Task requirements: Use the entries below and reproduce exactly the lines from the one containing "Query: corrugated metal wall" down to the one containing "[891, 599], one", both of them included.

Task input:
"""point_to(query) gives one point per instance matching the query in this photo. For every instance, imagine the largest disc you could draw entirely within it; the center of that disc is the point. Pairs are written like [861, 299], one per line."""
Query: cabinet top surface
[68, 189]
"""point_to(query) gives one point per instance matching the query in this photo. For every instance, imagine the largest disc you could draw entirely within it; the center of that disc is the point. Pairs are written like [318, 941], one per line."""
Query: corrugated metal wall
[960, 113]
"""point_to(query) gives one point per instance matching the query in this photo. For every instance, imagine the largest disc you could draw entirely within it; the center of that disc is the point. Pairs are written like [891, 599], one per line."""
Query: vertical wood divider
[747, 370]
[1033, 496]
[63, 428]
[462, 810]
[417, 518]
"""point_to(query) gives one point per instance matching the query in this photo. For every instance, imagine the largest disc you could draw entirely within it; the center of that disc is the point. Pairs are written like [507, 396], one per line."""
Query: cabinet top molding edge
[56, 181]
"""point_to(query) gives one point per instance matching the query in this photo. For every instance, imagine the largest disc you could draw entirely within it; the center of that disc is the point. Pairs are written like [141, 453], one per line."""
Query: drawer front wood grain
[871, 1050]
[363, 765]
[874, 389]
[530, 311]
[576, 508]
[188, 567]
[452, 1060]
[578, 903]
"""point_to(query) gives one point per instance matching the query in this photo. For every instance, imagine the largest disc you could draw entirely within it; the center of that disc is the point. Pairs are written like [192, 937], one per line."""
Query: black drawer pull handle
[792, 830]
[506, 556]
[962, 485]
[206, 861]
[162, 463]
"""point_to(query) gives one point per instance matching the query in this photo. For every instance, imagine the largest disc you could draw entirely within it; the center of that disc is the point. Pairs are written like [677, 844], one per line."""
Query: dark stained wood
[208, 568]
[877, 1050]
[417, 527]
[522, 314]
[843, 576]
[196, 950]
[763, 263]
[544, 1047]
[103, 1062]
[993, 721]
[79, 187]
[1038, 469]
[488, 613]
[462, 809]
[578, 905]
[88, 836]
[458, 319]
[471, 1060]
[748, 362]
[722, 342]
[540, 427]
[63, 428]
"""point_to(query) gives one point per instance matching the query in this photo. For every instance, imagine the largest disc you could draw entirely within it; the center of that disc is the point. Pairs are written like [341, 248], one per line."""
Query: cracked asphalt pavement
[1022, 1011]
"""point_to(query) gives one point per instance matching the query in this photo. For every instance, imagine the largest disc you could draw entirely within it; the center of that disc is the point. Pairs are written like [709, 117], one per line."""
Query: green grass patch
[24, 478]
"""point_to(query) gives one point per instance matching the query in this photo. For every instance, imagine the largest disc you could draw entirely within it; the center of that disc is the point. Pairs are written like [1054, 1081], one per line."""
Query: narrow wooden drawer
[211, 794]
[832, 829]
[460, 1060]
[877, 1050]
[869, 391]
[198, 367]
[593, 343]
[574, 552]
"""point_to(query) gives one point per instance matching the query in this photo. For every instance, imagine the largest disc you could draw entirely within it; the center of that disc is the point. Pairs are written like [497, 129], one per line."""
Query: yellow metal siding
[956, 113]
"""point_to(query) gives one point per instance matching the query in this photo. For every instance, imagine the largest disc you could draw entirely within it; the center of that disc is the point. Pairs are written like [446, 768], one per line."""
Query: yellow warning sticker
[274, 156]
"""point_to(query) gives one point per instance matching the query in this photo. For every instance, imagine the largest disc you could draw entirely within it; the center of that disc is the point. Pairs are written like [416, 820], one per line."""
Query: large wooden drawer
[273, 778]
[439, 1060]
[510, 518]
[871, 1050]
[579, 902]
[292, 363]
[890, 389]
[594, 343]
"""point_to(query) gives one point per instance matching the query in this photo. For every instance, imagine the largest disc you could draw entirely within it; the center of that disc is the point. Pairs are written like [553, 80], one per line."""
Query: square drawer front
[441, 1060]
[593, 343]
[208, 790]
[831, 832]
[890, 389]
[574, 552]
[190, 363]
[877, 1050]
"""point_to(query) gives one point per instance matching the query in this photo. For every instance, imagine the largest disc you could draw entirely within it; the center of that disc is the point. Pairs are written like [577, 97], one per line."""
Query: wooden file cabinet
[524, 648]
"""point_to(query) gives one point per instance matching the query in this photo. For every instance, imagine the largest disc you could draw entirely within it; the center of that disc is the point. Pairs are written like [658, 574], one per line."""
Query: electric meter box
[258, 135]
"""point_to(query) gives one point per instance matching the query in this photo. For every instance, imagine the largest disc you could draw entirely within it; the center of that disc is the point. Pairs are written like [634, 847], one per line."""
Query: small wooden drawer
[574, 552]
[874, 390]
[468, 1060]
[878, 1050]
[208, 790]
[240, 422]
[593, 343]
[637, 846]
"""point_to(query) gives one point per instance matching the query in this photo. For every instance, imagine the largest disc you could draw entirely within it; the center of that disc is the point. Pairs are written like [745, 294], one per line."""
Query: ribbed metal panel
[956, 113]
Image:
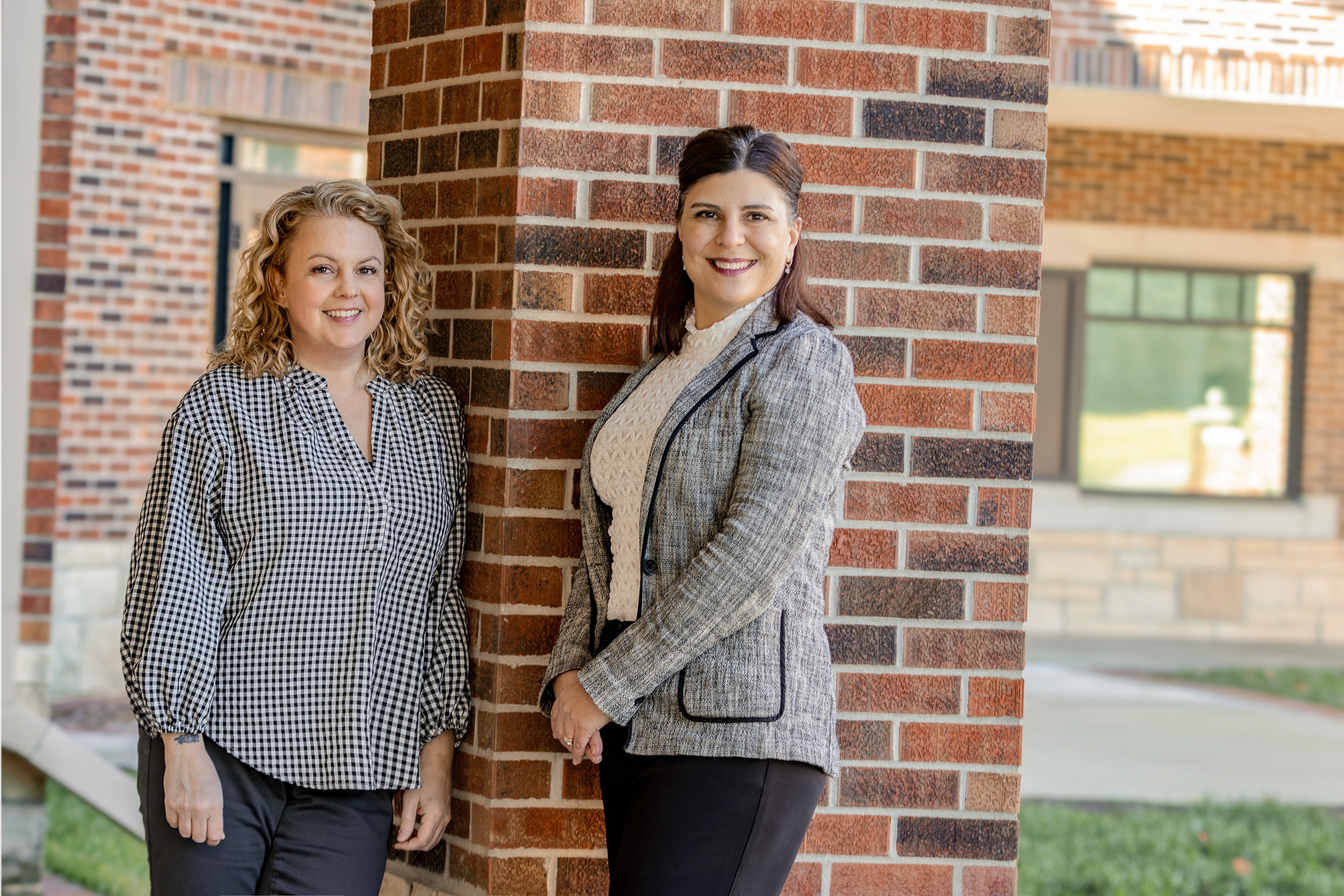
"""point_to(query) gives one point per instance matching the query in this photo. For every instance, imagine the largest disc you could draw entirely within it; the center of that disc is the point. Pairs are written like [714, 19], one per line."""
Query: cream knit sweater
[622, 450]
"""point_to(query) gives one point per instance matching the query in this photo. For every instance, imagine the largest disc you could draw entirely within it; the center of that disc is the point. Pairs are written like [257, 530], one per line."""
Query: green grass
[1245, 850]
[91, 850]
[1315, 686]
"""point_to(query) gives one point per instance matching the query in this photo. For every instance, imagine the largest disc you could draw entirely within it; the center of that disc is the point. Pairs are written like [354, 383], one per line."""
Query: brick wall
[1181, 181]
[534, 147]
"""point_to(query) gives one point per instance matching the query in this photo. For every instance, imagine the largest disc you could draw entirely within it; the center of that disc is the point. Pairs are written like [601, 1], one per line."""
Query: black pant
[701, 825]
[279, 839]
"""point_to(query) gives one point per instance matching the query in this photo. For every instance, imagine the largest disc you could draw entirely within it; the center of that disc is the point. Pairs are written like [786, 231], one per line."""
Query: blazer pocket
[741, 679]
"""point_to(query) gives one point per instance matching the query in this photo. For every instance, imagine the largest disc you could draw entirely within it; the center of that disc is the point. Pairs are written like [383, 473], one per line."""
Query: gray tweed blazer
[729, 656]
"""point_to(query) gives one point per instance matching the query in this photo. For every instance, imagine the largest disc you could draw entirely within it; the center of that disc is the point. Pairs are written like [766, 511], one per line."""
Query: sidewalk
[1091, 734]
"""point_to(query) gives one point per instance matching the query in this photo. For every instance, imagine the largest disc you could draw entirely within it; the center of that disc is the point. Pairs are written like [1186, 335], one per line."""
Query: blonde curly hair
[259, 328]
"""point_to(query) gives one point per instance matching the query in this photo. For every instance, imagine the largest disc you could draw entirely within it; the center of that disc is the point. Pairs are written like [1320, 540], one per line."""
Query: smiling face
[333, 288]
[737, 236]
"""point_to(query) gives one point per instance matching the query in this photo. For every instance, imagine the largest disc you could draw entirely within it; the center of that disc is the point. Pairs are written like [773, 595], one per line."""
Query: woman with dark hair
[691, 661]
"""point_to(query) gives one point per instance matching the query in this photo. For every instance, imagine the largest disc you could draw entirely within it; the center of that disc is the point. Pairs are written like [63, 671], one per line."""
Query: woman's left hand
[576, 721]
[431, 804]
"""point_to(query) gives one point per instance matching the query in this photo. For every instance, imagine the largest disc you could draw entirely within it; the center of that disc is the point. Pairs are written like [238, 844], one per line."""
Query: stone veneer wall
[534, 147]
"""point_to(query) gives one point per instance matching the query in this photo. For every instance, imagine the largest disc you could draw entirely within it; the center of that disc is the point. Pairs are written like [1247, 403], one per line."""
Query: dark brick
[967, 553]
[976, 80]
[439, 154]
[962, 267]
[902, 598]
[472, 339]
[597, 389]
[958, 838]
[964, 649]
[864, 739]
[385, 115]
[580, 246]
[862, 644]
[924, 121]
[881, 453]
[971, 459]
[877, 355]
[401, 158]
[900, 788]
[480, 148]
[670, 154]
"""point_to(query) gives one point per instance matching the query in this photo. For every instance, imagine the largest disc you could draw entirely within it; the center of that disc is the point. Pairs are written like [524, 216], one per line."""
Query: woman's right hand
[193, 796]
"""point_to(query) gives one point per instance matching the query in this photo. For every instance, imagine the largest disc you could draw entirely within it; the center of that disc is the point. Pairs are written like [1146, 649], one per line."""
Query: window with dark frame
[1166, 381]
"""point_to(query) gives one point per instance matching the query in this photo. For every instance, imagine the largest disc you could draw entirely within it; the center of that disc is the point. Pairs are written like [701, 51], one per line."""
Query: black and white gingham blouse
[294, 601]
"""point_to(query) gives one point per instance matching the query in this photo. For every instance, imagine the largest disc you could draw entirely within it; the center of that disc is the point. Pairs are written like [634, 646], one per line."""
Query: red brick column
[536, 147]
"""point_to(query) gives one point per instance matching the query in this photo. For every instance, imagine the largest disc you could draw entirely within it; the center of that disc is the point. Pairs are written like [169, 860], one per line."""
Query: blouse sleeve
[447, 695]
[178, 585]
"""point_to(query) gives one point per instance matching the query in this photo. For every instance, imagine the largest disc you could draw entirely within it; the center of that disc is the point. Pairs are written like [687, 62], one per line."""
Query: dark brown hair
[720, 152]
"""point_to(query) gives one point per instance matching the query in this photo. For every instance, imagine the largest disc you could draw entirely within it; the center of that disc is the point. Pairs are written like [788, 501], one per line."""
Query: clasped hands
[576, 721]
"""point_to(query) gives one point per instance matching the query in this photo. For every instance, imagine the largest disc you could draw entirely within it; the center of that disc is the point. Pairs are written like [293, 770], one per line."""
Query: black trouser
[279, 839]
[702, 825]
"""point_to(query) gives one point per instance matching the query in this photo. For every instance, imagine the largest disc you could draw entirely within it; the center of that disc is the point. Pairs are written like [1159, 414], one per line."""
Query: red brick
[632, 201]
[845, 260]
[866, 549]
[548, 828]
[847, 836]
[1022, 37]
[1017, 225]
[916, 27]
[989, 792]
[995, 698]
[911, 310]
[589, 54]
[721, 62]
[795, 19]
[552, 100]
[392, 25]
[1013, 315]
[885, 881]
[502, 100]
[407, 66]
[1001, 602]
[857, 167]
[901, 694]
[566, 343]
[646, 105]
[1009, 412]
[1005, 507]
[827, 213]
[794, 113]
[951, 742]
[933, 218]
[964, 649]
[940, 359]
[902, 503]
[585, 151]
[986, 177]
[682, 15]
[497, 584]
[963, 267]
[900, 789]
[619, 293]
[924, 406]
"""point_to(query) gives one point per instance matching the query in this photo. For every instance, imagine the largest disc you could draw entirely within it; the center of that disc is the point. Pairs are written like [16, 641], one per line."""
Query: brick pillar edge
[534, 148]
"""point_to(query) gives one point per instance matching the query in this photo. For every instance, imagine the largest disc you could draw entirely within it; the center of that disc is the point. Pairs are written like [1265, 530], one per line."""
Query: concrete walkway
[1092, 734]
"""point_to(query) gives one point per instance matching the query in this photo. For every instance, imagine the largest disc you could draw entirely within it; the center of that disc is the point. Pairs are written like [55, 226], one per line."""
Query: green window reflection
[1190, 397]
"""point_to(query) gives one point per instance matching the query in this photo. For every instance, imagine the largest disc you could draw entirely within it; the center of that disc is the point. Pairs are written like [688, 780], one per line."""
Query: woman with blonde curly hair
[295, 637]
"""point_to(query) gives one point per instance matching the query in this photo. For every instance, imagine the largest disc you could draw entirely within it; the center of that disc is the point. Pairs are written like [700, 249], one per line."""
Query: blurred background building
[1190, 418]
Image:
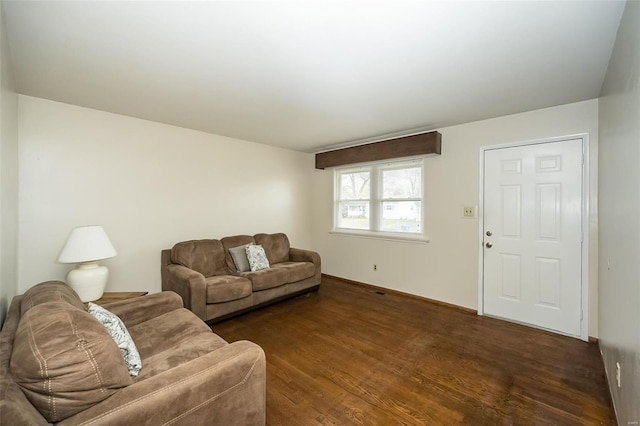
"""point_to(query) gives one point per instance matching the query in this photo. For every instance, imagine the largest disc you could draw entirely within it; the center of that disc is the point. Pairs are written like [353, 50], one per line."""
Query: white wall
[619, 218]
[446, 269]
[149, 185]
[8, 176]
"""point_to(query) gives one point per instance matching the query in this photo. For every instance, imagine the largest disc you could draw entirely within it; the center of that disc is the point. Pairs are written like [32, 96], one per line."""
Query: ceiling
[309, 76]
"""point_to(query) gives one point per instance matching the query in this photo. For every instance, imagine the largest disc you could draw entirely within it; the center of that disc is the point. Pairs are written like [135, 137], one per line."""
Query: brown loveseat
[204, 273]
[58, 364]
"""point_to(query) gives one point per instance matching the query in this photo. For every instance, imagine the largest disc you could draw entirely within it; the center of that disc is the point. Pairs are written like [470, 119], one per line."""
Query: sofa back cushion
[276, 246]
[50, 291]
[204, 256]
[233, 242]
[64, 360]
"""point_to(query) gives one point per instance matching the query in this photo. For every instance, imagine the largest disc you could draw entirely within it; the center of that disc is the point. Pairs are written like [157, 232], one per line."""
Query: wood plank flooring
[347, 355]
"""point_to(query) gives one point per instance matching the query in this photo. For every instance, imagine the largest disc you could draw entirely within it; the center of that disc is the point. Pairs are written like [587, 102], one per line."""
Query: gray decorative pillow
[257, 257]
[120, 335]
[239, 256]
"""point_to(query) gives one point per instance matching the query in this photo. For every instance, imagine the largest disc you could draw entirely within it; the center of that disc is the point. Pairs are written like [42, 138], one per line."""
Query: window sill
[418, 239]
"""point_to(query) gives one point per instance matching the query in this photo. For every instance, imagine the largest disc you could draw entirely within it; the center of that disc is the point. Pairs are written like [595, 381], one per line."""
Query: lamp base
[89, 280]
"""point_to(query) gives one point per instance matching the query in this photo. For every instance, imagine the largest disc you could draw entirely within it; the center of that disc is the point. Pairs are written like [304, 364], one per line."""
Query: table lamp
[85, 246]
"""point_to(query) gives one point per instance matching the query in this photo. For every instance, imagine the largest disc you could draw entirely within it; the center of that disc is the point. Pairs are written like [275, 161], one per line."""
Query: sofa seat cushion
[65, 361]
[204, 256]
[267, 278]
[297, 271]
[172, 339]
[225, 288]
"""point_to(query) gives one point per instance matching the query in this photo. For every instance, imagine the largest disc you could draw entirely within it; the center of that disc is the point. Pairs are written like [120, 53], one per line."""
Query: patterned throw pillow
[239, 256]
[257, 257]
[120, 335]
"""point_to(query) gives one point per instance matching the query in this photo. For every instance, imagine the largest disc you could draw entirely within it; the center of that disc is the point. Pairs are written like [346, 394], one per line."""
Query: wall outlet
[469, 211]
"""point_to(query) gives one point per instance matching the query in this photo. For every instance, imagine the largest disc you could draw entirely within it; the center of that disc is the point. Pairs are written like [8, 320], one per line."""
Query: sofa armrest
[301, 255]
[140, 309]
[190, 285]
[224, 387]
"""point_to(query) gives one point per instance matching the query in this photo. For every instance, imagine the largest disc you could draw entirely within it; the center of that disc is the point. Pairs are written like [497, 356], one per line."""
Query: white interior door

Answer to this exercise:
Query: corrugated metal wall
[960, 113]
"""point_to(query) gives one point per instance matching the query in this photo. For every instance, imagine the largest disc you could draw entirely within it; the center of that disc is the point. Pairs are written like [891, 599], one per line."""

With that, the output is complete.